> **Extract to read**
----------------------------------------

All the recent noise about AI, artificial intelligence, has left me wondering what we are going to do with all our spare time. AI apparently can learn, solve problems, and plan for the future, which leads me to suspect that considering the state of the world, there was an awful lot of home-grown artificial intelligence around before computers got involved.
So someday The Working Waterfront can have AI write this column and I can go do other things with my time. The question remains, like what?
Technology consistently promises that machines will make our lives easier, that we’ll have more leisure. Instead, modern people find themselves working harder, more, and longer. History explains a little.
When it is easier to clean because of a vacuum cleaner, you’d think we’d take an afternoon off once in a while.
Take egg beaters. Before mechanical egg beaters, cooks used a bundle of twigs to whip whites into a froth for helping raise refined cakes. It took quite a while, so ordinary households didn’t make that kind of cake very often, perhaps only for the most special occasions. Some cakes required a lot of beating anyway, so a hired arm and hand to do the job meant if you could afford to, you could show off your prosperity with your elegant, light cake.

----------------------------------------

> **Questions**
1 - In the column on AI and leisure, transcribe word for word the stretch from "Technology consistently promises" through "elegant, light cake.".
2 - According to the column on AI and leisure, what did cooks use to whip egg whites before mechanical egg beaters existed?
The records that follow have no connection to the column above.

> **Given records**
----------------------------------------

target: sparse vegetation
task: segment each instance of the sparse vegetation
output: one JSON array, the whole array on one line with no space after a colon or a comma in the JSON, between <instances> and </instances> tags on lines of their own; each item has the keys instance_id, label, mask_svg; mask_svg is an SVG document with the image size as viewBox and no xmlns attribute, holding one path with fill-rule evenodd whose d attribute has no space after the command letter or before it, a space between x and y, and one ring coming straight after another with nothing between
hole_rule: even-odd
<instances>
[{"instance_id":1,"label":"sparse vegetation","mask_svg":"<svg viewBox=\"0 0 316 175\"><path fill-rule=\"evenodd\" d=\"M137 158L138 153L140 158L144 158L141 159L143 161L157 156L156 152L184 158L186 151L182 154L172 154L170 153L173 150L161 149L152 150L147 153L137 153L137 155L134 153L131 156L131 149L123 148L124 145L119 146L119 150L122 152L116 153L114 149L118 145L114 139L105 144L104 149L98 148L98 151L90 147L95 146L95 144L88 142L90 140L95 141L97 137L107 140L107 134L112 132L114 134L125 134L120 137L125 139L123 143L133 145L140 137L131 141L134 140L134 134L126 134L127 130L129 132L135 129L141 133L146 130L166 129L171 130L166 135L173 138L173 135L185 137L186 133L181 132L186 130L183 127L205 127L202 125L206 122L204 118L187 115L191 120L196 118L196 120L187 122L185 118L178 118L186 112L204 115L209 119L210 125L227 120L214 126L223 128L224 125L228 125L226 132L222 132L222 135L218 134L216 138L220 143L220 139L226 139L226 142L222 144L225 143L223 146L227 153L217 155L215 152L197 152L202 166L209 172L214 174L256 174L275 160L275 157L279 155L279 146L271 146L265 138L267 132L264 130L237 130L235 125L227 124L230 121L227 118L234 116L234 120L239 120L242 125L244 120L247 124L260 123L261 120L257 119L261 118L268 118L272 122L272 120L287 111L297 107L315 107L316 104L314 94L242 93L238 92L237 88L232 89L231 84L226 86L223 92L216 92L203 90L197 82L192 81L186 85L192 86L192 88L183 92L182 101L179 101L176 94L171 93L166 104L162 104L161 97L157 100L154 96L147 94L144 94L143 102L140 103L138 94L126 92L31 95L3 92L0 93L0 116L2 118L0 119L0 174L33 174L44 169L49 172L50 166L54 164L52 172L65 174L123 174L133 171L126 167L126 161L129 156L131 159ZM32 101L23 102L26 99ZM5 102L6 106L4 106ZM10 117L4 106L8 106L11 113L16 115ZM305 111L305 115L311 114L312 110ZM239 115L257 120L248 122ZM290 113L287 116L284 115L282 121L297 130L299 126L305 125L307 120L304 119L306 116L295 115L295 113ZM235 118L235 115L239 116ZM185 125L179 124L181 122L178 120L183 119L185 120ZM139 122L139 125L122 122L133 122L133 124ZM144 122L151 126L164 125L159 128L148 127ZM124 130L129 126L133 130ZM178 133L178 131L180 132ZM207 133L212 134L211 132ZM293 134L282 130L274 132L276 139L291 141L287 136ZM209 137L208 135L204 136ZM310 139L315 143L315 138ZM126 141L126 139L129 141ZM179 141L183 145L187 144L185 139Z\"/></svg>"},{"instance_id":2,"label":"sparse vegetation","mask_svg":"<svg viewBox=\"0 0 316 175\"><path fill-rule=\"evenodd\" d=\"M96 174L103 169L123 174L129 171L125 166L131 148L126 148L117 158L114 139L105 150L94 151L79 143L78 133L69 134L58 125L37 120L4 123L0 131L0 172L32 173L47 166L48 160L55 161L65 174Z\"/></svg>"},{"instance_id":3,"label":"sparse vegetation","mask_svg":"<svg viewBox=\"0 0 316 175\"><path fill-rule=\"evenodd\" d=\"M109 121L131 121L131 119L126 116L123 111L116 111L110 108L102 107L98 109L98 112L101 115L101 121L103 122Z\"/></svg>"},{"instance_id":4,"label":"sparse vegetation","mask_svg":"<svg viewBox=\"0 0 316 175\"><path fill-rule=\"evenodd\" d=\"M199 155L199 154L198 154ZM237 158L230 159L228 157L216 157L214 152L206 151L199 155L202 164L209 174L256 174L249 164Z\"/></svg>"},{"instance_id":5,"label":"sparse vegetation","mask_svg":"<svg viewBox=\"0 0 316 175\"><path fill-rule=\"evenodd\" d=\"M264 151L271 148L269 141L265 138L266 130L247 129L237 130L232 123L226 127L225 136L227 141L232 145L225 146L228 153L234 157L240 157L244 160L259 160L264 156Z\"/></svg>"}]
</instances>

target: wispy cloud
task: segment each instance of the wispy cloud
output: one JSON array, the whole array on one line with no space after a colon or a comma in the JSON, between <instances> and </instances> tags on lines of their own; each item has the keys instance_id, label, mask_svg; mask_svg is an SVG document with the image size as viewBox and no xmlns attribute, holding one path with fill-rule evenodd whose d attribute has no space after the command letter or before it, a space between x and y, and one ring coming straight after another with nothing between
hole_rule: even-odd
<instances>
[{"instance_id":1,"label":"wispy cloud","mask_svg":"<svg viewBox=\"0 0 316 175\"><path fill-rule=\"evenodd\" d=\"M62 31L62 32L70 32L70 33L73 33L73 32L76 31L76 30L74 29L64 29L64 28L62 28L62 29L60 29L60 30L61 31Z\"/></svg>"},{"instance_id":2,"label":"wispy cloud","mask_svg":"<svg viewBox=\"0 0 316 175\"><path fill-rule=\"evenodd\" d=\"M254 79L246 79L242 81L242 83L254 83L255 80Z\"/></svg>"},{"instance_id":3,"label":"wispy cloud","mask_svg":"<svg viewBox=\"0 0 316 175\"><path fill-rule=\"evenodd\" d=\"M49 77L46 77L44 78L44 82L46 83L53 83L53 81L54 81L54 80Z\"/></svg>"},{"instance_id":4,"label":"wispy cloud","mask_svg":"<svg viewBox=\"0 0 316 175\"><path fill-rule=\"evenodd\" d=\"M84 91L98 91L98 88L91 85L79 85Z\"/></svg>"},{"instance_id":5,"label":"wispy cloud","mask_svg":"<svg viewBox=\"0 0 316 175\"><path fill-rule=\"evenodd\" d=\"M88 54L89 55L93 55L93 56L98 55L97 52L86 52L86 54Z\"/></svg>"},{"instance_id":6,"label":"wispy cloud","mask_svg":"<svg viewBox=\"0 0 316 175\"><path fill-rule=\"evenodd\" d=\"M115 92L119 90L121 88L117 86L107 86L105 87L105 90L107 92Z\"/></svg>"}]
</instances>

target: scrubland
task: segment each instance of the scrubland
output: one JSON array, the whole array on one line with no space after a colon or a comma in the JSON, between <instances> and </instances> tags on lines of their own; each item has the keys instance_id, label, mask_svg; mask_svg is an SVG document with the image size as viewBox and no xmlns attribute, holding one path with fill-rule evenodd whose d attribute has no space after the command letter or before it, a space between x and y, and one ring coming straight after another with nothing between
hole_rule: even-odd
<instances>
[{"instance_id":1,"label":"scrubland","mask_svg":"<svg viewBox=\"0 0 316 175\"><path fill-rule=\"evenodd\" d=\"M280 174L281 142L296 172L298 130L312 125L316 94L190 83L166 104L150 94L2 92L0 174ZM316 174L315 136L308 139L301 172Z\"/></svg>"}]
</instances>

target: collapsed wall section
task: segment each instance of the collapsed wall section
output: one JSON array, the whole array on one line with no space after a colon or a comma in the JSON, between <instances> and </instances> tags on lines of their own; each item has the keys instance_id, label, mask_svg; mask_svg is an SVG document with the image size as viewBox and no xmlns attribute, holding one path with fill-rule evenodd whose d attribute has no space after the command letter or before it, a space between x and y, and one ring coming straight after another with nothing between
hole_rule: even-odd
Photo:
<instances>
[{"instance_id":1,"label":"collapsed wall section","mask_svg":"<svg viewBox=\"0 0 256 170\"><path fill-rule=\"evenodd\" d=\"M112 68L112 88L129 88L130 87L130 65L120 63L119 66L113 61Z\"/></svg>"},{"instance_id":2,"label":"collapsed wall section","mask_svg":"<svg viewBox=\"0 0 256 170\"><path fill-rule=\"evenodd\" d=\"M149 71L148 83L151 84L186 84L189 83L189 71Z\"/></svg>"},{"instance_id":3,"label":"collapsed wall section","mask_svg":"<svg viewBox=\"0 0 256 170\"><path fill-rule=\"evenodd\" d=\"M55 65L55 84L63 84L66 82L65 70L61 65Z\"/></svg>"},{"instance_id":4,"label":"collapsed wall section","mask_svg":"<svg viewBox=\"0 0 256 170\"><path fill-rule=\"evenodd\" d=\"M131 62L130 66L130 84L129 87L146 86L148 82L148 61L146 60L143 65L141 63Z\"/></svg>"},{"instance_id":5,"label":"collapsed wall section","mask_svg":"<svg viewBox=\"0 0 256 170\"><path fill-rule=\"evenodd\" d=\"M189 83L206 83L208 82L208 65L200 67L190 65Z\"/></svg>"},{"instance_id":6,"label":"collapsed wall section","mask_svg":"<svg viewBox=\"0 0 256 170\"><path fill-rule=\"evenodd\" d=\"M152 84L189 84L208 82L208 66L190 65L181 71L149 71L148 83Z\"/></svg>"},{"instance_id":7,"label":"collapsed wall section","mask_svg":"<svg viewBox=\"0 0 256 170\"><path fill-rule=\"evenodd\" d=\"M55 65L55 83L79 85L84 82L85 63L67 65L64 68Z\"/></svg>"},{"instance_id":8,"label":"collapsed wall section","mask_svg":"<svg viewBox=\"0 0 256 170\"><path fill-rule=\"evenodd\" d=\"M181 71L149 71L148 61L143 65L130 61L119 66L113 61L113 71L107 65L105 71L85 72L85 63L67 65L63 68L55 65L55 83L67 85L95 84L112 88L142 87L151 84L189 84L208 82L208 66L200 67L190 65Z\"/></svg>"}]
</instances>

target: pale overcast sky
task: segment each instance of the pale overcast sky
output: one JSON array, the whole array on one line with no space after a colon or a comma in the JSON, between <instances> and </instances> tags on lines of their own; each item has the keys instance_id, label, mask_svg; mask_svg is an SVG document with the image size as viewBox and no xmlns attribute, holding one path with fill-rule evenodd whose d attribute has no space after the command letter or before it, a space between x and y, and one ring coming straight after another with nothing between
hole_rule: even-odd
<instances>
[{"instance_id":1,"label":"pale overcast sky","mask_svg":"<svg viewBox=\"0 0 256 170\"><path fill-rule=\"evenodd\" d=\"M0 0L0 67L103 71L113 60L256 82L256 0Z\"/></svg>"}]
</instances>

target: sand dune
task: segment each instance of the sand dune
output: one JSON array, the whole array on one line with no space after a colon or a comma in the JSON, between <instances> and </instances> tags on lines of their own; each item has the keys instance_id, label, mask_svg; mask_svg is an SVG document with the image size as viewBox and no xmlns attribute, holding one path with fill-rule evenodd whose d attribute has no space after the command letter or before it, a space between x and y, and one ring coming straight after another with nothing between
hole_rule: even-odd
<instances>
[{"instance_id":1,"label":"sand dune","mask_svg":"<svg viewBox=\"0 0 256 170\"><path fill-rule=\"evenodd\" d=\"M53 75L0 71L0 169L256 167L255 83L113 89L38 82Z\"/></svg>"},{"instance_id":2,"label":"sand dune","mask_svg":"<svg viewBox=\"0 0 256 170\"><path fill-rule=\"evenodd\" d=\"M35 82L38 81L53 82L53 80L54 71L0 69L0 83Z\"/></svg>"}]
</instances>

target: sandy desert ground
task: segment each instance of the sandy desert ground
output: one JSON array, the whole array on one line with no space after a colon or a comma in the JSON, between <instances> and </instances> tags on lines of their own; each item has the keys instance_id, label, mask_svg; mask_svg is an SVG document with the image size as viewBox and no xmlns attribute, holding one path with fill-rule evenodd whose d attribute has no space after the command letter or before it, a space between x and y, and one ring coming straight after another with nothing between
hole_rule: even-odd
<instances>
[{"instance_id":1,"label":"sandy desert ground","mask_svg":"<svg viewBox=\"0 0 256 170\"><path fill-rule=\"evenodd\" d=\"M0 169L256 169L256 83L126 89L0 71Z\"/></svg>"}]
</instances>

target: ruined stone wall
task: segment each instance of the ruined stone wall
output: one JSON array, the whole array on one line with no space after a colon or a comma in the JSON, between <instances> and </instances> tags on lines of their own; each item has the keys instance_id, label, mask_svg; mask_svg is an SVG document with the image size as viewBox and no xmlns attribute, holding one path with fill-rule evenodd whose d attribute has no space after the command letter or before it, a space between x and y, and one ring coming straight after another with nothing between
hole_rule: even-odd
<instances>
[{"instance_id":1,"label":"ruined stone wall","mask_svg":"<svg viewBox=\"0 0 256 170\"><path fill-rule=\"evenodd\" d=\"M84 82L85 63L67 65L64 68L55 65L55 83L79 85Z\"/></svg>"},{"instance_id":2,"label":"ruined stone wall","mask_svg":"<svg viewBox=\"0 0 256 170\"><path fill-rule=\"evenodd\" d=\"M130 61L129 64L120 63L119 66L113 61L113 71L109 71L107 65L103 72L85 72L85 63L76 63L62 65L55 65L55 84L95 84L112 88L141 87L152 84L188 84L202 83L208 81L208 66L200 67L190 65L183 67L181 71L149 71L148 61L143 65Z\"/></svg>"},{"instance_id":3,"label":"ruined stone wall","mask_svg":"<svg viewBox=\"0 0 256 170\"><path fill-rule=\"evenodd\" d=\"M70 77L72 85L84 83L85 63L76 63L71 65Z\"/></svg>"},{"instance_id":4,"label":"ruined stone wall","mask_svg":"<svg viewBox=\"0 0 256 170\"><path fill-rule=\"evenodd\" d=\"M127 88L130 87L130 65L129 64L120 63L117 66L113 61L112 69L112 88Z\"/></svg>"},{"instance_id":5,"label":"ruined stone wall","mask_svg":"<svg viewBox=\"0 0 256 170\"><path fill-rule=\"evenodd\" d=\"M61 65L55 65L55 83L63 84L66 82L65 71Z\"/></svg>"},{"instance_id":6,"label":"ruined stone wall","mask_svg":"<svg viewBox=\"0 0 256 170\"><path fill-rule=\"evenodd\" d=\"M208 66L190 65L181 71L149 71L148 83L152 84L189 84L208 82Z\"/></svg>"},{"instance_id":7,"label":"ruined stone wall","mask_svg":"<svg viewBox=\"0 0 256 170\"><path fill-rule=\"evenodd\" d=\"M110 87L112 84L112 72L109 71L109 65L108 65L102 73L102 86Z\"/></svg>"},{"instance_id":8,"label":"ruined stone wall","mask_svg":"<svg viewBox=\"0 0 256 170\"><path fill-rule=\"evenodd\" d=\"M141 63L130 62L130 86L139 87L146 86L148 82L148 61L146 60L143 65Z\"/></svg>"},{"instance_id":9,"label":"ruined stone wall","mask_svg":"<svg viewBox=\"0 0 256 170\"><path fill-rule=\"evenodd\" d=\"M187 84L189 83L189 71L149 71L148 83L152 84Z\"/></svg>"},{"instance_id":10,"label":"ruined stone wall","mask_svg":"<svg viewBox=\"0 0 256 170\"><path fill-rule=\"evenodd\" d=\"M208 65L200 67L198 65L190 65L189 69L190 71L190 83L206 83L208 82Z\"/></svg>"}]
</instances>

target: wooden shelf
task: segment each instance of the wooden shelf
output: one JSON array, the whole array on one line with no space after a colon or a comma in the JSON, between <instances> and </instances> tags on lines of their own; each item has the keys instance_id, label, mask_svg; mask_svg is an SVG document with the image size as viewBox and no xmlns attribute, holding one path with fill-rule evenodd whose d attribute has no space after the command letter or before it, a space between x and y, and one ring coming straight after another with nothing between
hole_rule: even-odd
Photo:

----------------------------------------

> **List of solutions**
1 -
Technology consistently promises that machines will make our lives easier, that we’ll have more leisure. Instead, modern people find themselves working harder, more, and longer. History explains a little.
When it is easier to clean because of a vacuum cleaner, you’d think we’d take an afternoon off once in a while.
Take egg beaters. Before mechanical egg beaters, cooks used a bundle of twigs to whip whites into a froth for helping raise refined cakes. It took quite a while, so ordinary households didn’t make that kind of cake very often, perhaps only for the most special occasions. Some cakes required a lot of beating anyway, so a hired arm and hand to do the job meant if you could afford to, you could show off your prosperity with your elegant, light cake.

2 - A bundle of twigs.